AUFGABENMATERIAL ::
--

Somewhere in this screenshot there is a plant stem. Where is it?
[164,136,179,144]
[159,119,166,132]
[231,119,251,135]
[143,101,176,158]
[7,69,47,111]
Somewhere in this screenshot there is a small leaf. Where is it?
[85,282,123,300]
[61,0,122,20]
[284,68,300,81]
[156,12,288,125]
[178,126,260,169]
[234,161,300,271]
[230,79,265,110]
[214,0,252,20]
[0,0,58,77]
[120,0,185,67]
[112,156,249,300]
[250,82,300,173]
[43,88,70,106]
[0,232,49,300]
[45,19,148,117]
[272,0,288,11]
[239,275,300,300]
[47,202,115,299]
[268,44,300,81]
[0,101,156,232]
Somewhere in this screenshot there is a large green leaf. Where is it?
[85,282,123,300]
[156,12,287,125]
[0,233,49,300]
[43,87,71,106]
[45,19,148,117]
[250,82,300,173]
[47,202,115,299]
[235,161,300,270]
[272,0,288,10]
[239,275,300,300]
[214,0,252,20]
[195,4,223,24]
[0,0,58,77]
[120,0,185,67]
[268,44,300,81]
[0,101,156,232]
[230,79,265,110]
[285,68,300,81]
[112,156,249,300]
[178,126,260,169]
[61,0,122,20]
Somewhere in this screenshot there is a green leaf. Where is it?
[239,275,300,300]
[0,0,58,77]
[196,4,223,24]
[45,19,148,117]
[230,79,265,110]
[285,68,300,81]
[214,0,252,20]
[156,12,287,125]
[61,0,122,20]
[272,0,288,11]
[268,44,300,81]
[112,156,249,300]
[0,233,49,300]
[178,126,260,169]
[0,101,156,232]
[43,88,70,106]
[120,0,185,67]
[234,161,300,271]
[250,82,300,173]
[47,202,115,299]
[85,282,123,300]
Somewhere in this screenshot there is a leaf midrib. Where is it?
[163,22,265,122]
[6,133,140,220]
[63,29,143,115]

--

KURZAUFGABE ::
Skaliere den Abschnitt von der Zeile mit "Somewhere in this screenshot there is a leaf" bis einschließlich zum Ende der Datensätze, und gib alle diese Zeilen wieder, auch die Textzeilen. Multipliziere dabei jede Koordinate in den Antworten mit 1,95 und runde auf ganze Zahlen, wobei Hälften aufgerundet werden.

RICHTIGE LÖSUNG ::
Somewhere in this screenshot there is a leaf midrib. Where is it?
[318,43,517,238]
[12,259,273,429]
[123,57,279,224]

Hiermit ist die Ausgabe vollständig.